(MATERIAL FOR THE TASK):
_ _ _ _ _ _ _

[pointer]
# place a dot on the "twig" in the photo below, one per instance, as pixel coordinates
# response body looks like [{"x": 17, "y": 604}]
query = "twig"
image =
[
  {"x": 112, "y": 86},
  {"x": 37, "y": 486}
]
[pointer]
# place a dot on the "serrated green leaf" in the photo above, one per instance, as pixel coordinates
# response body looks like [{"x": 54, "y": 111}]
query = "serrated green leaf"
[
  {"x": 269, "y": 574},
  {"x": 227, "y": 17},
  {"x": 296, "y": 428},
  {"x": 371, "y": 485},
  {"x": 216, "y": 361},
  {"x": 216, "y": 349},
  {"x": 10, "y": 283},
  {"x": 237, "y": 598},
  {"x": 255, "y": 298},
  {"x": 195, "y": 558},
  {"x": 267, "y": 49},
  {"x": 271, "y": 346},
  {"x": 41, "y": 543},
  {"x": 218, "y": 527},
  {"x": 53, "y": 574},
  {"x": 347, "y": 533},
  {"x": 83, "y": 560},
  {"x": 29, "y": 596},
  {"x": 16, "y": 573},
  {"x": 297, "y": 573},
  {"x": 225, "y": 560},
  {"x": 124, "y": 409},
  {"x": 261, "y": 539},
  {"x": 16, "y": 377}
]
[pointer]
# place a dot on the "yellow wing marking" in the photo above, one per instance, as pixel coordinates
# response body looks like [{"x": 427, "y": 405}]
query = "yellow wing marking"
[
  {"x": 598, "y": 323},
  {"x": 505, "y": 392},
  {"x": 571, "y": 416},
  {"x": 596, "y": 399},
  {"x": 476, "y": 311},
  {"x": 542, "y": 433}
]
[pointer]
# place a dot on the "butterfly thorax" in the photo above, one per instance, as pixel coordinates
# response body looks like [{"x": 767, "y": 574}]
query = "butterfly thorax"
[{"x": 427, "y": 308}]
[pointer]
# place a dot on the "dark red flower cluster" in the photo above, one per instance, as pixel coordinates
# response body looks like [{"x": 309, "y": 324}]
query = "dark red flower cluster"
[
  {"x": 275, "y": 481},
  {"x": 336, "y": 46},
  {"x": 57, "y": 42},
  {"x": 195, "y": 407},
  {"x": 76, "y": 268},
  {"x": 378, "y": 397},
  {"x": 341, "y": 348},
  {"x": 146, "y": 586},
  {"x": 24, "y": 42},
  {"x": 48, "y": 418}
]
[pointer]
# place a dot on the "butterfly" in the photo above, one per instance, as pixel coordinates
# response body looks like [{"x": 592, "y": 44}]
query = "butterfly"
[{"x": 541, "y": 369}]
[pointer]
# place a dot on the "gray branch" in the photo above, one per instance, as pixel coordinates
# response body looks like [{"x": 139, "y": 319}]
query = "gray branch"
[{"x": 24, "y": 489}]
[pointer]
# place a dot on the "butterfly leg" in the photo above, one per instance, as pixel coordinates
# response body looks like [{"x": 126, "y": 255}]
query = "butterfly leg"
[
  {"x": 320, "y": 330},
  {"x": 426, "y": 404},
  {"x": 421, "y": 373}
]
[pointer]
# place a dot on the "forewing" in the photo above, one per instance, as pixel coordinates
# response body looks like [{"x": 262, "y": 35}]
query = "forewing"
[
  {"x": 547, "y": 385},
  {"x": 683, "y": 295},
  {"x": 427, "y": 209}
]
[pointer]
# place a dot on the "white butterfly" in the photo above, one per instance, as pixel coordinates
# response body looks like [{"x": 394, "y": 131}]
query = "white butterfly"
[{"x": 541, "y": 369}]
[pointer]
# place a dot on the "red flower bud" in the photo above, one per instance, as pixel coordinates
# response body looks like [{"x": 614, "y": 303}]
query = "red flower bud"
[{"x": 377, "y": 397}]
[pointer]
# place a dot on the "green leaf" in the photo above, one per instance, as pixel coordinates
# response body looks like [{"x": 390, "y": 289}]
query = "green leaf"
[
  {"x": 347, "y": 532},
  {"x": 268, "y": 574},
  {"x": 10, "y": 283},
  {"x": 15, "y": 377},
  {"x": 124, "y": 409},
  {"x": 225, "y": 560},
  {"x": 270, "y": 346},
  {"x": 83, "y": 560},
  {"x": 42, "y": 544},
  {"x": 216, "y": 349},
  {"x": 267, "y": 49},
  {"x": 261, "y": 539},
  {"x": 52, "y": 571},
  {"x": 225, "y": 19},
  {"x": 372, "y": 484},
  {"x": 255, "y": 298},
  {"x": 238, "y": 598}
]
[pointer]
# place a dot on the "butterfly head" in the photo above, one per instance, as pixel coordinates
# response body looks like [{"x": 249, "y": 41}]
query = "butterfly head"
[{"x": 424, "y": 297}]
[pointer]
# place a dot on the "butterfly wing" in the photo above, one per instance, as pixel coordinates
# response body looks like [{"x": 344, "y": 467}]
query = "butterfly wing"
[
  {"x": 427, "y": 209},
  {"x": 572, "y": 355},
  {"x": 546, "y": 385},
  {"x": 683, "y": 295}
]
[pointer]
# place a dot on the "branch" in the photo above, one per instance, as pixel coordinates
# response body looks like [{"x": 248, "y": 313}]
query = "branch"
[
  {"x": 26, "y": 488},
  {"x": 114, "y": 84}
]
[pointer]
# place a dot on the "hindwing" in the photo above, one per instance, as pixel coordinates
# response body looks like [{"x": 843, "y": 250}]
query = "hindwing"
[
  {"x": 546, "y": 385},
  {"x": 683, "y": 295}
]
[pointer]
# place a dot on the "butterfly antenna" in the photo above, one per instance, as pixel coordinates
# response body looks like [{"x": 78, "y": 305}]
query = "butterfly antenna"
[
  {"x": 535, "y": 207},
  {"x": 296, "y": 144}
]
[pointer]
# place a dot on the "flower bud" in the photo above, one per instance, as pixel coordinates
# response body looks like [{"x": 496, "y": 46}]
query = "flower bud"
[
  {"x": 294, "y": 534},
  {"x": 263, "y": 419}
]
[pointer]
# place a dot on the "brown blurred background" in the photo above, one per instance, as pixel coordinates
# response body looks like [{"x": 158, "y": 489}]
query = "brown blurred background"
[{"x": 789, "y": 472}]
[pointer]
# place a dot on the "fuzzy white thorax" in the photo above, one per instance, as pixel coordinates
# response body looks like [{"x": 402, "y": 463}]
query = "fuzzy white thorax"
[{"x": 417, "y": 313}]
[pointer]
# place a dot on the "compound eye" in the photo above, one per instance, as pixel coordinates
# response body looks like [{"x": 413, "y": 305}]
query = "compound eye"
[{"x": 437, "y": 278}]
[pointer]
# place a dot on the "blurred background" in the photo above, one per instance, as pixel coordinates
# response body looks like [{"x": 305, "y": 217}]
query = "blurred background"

_ _ _ _ _ _ _

(PROBLEM STATEMENT): The data must be given again in full, exactly as written.

(EXPECTED ANSWER):
[pointer]
# place a dot on the "twig" in the photo below, one per instance, as pixel coordinates
# response body looks like [{"x": 17, "y": 604}]
query = "twig"
image =
[
  {"x": 112, "y": 86},
  {"x": 37, "y": 486}
]
[pointer]
# place a dot on the "serrated green leaf" in the photo above, one per instance, as pixel coordinates
# response body looks like [{"x": 54, "y": 111}]
query = "serrated green leaf"
[
  {"x": 269, "y": 574},
  {"x": 227, "y": 17},
  {"x": 296, "y": 428},
  {"x": 371, "y": 485},
  {"x": 216, "y": 361},
  {"x": 216, "y": 349},
  {"x": 10, "y": 283},
  {"x": 237, "y": 598},
  {"x": 255, "y": 298},
  {"x": 195, "y": 558},
  {"x": 267, "y": 49},
  {"x": 271, "y": 346},
  {"x": 41, "y": 543},
  {"x": 218, "y": 527},
  {"x": 53, "y": 574},
  {"x": 347, "y": 533},
  {"x": 83, "y": 560},
  {"x": 29, "y": 596},
  {"x": 16, "y": 573},
  {"x": 297, "y": 573},
  {"x": 225, "y": 560},
  {"x": 124, "y": 409},
  {"x": 261, "y": 539},
  {"x": 16, "y": 377}
]
[pointer]
# place a dot on the "yellow wing marking" in the photo above, one per instance, as pixel coordinates
# response body looks like [{"x": 427, "y": 405}]
query = "yellow wing marking"
[
  {"x": 598, "y": 323},
  {"x": 505, "y": 392},
  {"x": 571, "y": 416},
  {"x": 596, "y": 399},
  {"x": 476, "y": 311},
  {"x": 542, "y": 433}
]
[pointer]
# place a dot on the "butterfly thorax" in the photo above, one per instance, as pixel coordinates
# response body looks like [{"x": 767, "y": 574}]
query = "butterfly thorax"
[{"x": 427, "y": 308}]
[pointer]
# place a dot on the "dark red flower cluster" in the photo above, one per instance, as pixel coordinates
# response body looks like [{"x": 309, "y": 324}]
query = "dark red flower cluster"
[
  {"x": 275, "y": 481},
  {"x": 336, "y": 46},
  {"x": 57, "y": 42},
  {"x": 195, "y": 407},
  {"x": 76, "y": 268},
  {"x": 378, "y": 397},
  {"x": 341, "y": 348},
  {"x": 146, "y": 586},
  {"x": 24, "y": 42},
  {"x": 48, "y": 418}
]
[pointer]
# place a dot on the "butterfly" in the photo above, one per instance, as pixel coordinates
# response body looks like [{"x": 592, "y": 44}]
query = "butterfly"
[{"x": 541, "y": 369}]
[pointer]
# place a dot on the "gray branch" in the photo above, one per instance, as pixel coordinates
# response body looks like [{"x": 139, "y": 319}]
query = "gray branch"
[{"x": 24, "y": 489}]
[pointer]
# place a dot on the "butterfly leg" in the photo above, one per instance, as pixel coordinates
# response body looks like [{"x": 126, "y": 255}]
query = "butterfly leg"
[
  {"x": 320, "y": 330},
  {"x": 426, "y": 404},
  {"x": 421, "y": 373}
]
[pointer]
# place a dot on the "forewing" in the photo above, one per instance, as pixel coordinates
# response body looks like [{"x": 262, "y": 35}]
query = "forewing"
[
  {"x": 547, "y": 385},
  {"x": 683, "y": 295},
  {"x": 427, "y": 209}
]
[pointer]
# place a dot on the "white butterfly" in the photo above, one per instance, as pixel coordinates
# response body looks like [{"x": 394, "y": 131}]
query = "white butterfly"
[{"x": 541, "y": 369}]
[pointer]
# place a dot on the "red flower bud" in the photo above, one per instance, as pixel coordinates
# response body looks like [{"x": 614, "y": 303}]
query = "red flower bud"
[{"x": 377, "y": 397}]
[pointer]
# place a dot on the "green leaf" in the photo above, one per instance, as pixel coordinates
# response body looks like [{"x": 390, "y": 289}]
query = "green leaf"
[
  {"x": 347, "y": 532},
  {"x": 268, "y": 574},
  {"x": 10, "y": 283},
  {"x": 15, "y": 377},
  {"x": 124, "y": 409},
  {"x": 225, "y": 560},
  {"x": 270, "y": 346},
  {"x": 83, "y": 560},
  {"x": 42, "y": 544},
  {"x": 216, "y": 349},
  {"x": 267, "y": 49},
  {"x": 261, "y": 539},
  {"x": 52, "y": 571},
  {"x": 225, "y": 19},
  {"x": 372, "y": 484},
  {"x": 255, "y": 298},
  {"x": 238, "y": 598}
]
[pointer]
# place a dot on the "butterfly head" in the photo above, one per instance, as pixel coordinates
# response body looks like [{"x": 249, "y": 41}]
query = "butterfly head"
[{"x": 424, "y": 297}]
[pointer]
# place a dot on the "butterfly wing" in the photo above, one per instance, as pixel coordinates
# response body looks like [{"x": 344, "y": 467}]
query = "butterfly wing"
[
  {"x": 427, "y": 209},
  {"x": 572, "y": 355},
  {"x": 546, "y": 385},
  {"x": 683, "y": 295}
]
[pointer]
# place a dot on the "branch" in the photo above, one per instance, as pixel coordinates
# response body looks like [{"x": 248, "y": 313}]
query = "branch"
[
  {"x": 26, "y": 488},
  {"x": 114, "y": 84}
]
[pointer]
# place a dot on the "hindwing" in the photo above, one per instance, as pixel coordinates
# response body looks like [{"x": 843, "y": 250}]
query = "hindwing"
[
  {"x": 546, "y": 385},
  {"x": 683, "y": 295}
]
[pointer]
# place a dot on the "butterfly antenna" in the photo above, one per instance, as pixel coordinates
# response body looks like [{"x": 78, "y": 305}]
query = "butterfly antenna"
[
  {"x": 535, "y": 207},
  {"x": 296, "y": 144}
]
[pointer]
# place a dot on the "flower bud" in the photo above, one per instance, as pixel coordinates
# response body looks like [{"x": 496, "y": 46}]
query = "flower bud"
[
  {"x": 294, "y": 534},
  {"x": 263, "y": 419}
]
[pointer]
# place a dot on the "brown blurred background" in the photo above, one per instance, as pixel coordinates
# response body looks like [{"x": 158, "y": 489}]
query = "brown blurred background"
[{"x": 789, "y": 472}]
[pointer]
# place a dot on the "fuzzy white thorax" in the photo above, one per instance, as pixel coordinates
# response body looks like [{"x": 402, "y": 463}]
query = "fuzzy white thorax"
[{"x": 417, "y": 313}]
[pointer]
# place a dot on the "compound eye" in the photo above, one per instance, as pixel coordinates
# response body looks like [{"x": 413, "y": 305}]
query = "compound eye"
[{"x": 437, "y": 278}]
[pointer]
# place a dot on the "blurred background" in the photo above, one per instance, as pixel coordinates
# response body looks like [{"x": 305, "y": 217}]
query = "blurred background"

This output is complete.